THE INPUT Block Start

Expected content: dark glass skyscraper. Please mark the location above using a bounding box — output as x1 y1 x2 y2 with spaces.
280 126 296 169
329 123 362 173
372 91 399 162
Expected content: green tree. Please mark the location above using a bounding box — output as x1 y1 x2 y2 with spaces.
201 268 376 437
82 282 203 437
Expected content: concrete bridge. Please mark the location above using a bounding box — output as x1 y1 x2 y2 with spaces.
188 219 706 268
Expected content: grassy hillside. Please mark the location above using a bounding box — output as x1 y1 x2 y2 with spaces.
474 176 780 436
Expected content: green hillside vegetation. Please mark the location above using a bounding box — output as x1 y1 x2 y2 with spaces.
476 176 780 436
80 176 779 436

THE INPUT Block End

◆ **EXERCISE REQUIREMENTS**
From the first record to the last, print each one exactly.

◆ **TASK OUTPUT**
Expected content: dark glass skyscraper. Please mark the location above using a bounding box — output as x1 y1 x2 y2 with spaces.
280 126 296 169
329 123 362 173
372 91 399 162
Expected content: green tree. Please mark the location above using a bounding box — output as x1 y1 x2 y2 with spaces.
201 268 376 437
82 282 203 437
Expected content: concrete bridge. Please mark the location above using a bounding box — output as x1 y1 x2 y2 with spaces.
188 219 706 268
Expected content: grassy hillside. Please mark the location above using a bounding box — output as x1 y1 x2 y2 with spaces.
474 176 780 436
Expected content: green hillside vegetation. Please mark the location above using a bounding box — output as x1 y1 x2 y2 with spaces.
476 176 780 436
80 176 779 436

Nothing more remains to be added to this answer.